Dataset entries
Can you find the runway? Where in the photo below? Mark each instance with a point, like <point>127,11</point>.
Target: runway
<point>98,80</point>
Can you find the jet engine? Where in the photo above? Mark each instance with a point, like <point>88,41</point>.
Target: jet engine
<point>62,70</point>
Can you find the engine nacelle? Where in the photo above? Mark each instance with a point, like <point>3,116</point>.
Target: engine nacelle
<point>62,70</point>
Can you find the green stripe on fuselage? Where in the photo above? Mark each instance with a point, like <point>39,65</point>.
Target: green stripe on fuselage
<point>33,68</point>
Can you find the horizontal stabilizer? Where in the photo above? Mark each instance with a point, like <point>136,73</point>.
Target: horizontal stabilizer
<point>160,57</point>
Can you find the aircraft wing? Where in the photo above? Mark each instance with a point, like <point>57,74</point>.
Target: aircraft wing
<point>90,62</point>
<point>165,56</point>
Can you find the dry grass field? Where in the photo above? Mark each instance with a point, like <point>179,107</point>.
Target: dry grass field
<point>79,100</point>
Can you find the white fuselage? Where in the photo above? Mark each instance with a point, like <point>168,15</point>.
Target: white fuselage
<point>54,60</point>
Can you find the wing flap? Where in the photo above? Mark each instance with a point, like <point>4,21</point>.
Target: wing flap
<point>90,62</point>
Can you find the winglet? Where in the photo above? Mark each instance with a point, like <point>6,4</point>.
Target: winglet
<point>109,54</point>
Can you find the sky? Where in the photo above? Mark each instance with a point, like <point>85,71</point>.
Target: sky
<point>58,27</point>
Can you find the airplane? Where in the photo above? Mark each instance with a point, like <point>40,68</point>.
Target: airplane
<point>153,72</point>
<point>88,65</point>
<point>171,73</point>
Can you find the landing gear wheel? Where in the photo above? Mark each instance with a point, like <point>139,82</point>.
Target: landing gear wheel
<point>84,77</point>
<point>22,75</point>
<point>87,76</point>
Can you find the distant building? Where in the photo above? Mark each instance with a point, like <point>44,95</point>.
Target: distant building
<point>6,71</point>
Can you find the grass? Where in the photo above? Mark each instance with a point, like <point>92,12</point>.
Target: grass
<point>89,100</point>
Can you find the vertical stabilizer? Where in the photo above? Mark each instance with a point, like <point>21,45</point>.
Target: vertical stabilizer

**What is expected**
Return the lines of the records above verbatim, starting at the line that contains "Can you find the dry" and ending at the line that contains "<point>6,71</point>", with both of those lines included.

**Output**
Can you find the dry grass field? Where in the photo above? Mark each instance with a point, like <point>179,107</point>.
Target: dry grass field
<point>79,100</point>
Can you find the white fuselage? Where in the photo above? Mark each instance with a point, like <point>168,15</point>.
Target: white fuselage
<point>54,60</point>
Can you find the wing flap? Where in the photo above? Mark each instance with a point, like <point>4,21</point>.
Target: wing flap
<point>90,62</point>
Can you find the winglet? Where in the photo above? Mark each instance with a point, like <point>6,4</point>.
Target: winglet
<point>109,54</point>
Can you find the sky? Where in the photo above? Mark each instance with a point, like <point>85,71</point>.
Target: sky
<point>58,27</point>
Can you find the airplane? Where in the photo above? Mark each instance with a point, like <point>40,68</point>.
Target: airplane
<point>153,72</point>
<point>88,65</point>
<point>171,73</point>
Can you find the landing gear wheel? Where in the photo above? Mark each instance with a point, like <point>139,82</point>.
Target: landing gear wheel
<point>84,77</point>
<point>22,75</point>
<point>87,76</point>
Can you find the distant building? Where in the photo above? Mark each instance with a point, like <point>44,95</point>.
Target: distant building
<point>6,71</point>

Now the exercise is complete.